José Paulo
A Grande Depressão e o lançamento do primeiro Plano
Quinquenal da URSS, em princípios da década de 1930, abalaram a cultura
econômica do mundo, profundamente. A depressão anunciava o fim da ordem
capitalista liberal do século XIX. O Plano Quinquenal aparecia como um artefato
econômico de um novo Estado industrial pós--capitalista. Aí, a dialética do mundo se estabeleceu como
dialética agônica entre capitalismo e socialismo.
A ascensão do nazismo e a Segunda Guerra Mundial confirmaram
que o capitalismo liberal (o capital privado no comando da economia, política e
cultura) era incapaz de resolver os problemas do mundo pelo método capitalista.
Todavia, o capitalismo sobreviveu à Segunda Guerra e, sob a
hegemonia dos Estados Unidos, entrou em um período de expansão vigorosa. Após
as revelações feitas por kruschev, no XX Congresso do PCC da URSS, sobre os
crimes de Stalin, a URSS entrou em uma época de ruptura com o marxismo russo, e
com o marxismo de Marx e Engels, que resultou no conflito sino-soviético. O
abandono da dialética marxista pela URSS é um fato crucial para se entender
como a China se tornou o centro da gramática marxista internacional. Daí, o
marxismo de Mao Tse-Tung se tornar hegemônico no movimento marxista ocidental,
inclusive.
□ □ □
ATIVIDADE A:
Enumere todos os países mencionados no texto sobre capitalismo e socialismo.
ATIVIDADE B:
Transcreva fielmente o trecho do texto sobre capitalismo e socialismo que começa em "A ascensão do" e termina em "pelo método capitalista.".
ATIVIDADE C:
Resuma em duas frases o texto sobre capitalismo e socialismo.
As linhas apresentadas a seguir constituem material à parte.
□ □ □
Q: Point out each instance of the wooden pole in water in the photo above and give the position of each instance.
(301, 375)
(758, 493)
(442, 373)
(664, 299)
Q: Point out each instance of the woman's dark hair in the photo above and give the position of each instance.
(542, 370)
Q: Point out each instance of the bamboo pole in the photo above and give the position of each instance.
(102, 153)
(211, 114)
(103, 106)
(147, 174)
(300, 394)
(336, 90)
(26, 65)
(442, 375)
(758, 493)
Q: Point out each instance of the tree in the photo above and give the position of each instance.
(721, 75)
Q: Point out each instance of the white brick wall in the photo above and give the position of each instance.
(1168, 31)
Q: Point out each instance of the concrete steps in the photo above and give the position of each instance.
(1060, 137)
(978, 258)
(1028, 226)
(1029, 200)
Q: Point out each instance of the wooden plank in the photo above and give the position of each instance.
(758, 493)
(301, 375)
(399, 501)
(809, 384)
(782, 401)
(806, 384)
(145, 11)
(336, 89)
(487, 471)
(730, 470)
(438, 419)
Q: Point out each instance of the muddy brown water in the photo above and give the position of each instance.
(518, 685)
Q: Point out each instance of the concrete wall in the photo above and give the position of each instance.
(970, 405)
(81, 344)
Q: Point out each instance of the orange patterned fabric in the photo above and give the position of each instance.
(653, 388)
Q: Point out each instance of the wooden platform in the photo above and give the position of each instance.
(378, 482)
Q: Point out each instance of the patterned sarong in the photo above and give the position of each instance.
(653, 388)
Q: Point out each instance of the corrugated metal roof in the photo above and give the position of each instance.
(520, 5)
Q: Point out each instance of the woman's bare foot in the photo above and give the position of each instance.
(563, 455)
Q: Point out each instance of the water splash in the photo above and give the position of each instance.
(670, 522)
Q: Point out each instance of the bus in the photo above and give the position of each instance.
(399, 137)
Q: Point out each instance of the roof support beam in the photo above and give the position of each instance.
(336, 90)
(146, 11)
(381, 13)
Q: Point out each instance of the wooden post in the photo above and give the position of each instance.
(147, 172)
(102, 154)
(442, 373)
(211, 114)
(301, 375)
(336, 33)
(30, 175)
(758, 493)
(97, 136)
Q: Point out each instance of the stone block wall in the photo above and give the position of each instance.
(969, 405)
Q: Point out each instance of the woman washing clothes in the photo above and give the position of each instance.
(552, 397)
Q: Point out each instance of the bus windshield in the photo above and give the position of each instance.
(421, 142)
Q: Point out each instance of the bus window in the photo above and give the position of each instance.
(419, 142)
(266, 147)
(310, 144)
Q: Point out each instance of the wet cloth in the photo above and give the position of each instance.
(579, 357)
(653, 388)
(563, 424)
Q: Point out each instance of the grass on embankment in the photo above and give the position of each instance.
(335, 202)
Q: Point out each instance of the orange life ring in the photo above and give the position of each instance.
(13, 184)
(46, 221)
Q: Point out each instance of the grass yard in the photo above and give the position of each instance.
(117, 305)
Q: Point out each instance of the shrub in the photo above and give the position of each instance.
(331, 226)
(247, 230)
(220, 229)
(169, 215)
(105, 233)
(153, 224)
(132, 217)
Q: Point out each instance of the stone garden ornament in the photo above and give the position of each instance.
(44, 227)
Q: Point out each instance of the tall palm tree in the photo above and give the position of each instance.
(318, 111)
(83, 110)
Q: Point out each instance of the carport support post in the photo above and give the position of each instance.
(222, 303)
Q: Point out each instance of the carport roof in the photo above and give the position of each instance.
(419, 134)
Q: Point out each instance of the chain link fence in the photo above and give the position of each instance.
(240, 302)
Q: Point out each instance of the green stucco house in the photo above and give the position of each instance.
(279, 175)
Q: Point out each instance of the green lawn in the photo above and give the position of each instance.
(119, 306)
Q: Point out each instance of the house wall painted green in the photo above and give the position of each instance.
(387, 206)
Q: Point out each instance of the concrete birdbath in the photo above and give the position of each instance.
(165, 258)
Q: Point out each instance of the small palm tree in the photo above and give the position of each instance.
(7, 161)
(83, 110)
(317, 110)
□ □ □
RESPOSTA ESCRITA A:
URSS, Estados Unidos e China.

RESPOSTA ESCRITA B:
A ascensão do nazismo e a Segunda Guerra Mundial confirmaram
que o capitalismo liberal (o capital privado no comando da economia, política e
cultura) era incapaz de resolver os problemas do mundo pelo método capitalista.

RESPOSTA ESCRITA C:
A Grande Depressão e o primeiro Plano Quinquenal da URSS, no início da década de 1930, abalaram profundamente a cultura econômica mundial e estabeleceram uma dialética agônica entre capitalismo e socialismo. O capitalismo sobreviveu à Segunda Guerra sob a hegemonia dos Estados Unidos, ao passo que a URSS, após as revelações do XX Congresso sobre os crimes de Stalin, rompeu com o marxismo, o que fez da China o centro da gramática marxista internacional.